• EXTRATO DO DOCUMENTO:
O pedaço de história que nos está reservado
vanita
Todos os dias me lembro das senhas de alimentação de que a minha avó falava. Portugal não entrou na guerra mas a população sentiu a miséria na pele. Sempre ouvi esses relatos entre o fascínio de ter à minha frente uma prova viva de uma realidade histórica e o horror de imaginar como seria viver com açúcar e pão contados. Era criança mas nunca me esqueci e, nestes dias, é só do que me lembro. Ainda não escrevi uma linha sobre estes tempos de quarentena e isolamento social, sobre esta ameaça que se abateu sobre nós. A apatia assusta-me mas não consigo reagir, é como se estivesse em negação. Toda a vida lamentei não fazer parte do colectivo dos grandes feitos da história, sempre senti ânsias da adrenalina que se depreende da luta por causas e do espírito de união. Queria fazer parte de algo grandioso e comunitário, algo que se sobrepusesse ao ego e à mesquinhez dos dias. Escrevi-o tantas vezes mas, agora que o covid-19 surge com ganas de forjar o nome nos livros de história, percebo como fui ingénua. Somos impotentes perante o rumo dos acontecimentos, não passamos de meros espetadores com olhos postos num palco longínquo mas tangível, onde a ação nos faz lembrar as senhas de alimentação de outros tempos. Há muitas teorias sobre doenças e pragas em inícios de século, períodos de recessão económica e dizimação das populações. Não acredito em coincidências nem sei se estaremos mais bem preparados para enfrentar este desafio. Não consigo pensar. Sei apenas que a nossa vida, aquela que está à distância de um braço bem esticado, não nos será devolvida tal como a conhecíamos. Este é o pedaço de história que nos está reservado. E não é nada como imaginava.

• MATERIAL FORNECIDO:
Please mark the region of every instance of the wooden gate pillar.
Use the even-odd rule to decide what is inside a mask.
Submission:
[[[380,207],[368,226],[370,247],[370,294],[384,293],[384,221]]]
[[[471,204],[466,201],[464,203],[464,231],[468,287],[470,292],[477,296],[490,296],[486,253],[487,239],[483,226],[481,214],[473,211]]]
...
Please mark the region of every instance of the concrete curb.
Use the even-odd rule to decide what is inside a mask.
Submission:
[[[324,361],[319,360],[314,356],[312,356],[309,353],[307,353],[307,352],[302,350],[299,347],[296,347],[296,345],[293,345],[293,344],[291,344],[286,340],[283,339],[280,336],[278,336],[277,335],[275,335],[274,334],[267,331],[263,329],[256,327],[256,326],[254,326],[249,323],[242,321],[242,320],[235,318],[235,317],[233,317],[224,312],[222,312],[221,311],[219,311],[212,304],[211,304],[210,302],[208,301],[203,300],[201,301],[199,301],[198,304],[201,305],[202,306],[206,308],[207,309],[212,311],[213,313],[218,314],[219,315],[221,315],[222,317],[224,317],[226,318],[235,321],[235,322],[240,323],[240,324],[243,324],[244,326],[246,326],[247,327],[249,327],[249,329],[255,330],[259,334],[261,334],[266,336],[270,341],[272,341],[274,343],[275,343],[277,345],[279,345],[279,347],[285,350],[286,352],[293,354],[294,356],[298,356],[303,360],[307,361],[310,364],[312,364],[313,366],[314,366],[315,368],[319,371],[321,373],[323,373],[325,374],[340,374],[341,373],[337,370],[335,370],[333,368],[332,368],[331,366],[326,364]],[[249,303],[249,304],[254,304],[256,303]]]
...
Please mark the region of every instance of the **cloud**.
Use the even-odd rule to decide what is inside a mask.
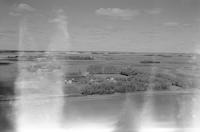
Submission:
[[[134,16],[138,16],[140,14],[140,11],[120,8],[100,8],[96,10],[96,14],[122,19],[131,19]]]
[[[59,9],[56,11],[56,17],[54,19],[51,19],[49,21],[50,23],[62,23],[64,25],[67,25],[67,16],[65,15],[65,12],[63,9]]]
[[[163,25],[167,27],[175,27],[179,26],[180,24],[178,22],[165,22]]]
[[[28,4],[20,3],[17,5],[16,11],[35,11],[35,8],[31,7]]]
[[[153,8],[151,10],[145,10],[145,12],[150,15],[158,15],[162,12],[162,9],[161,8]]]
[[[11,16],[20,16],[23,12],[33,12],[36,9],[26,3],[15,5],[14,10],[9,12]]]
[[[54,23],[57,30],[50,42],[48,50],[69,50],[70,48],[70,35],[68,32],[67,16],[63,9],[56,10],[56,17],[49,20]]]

• INSTRUÇÃO DE TRABALHO: Segundo o extrato do documento, de que se lembra todos os dias quem o escreve?

• RESULTADO DA TAREFA: Lembra-se das senhas de alimentação de que a avó falava.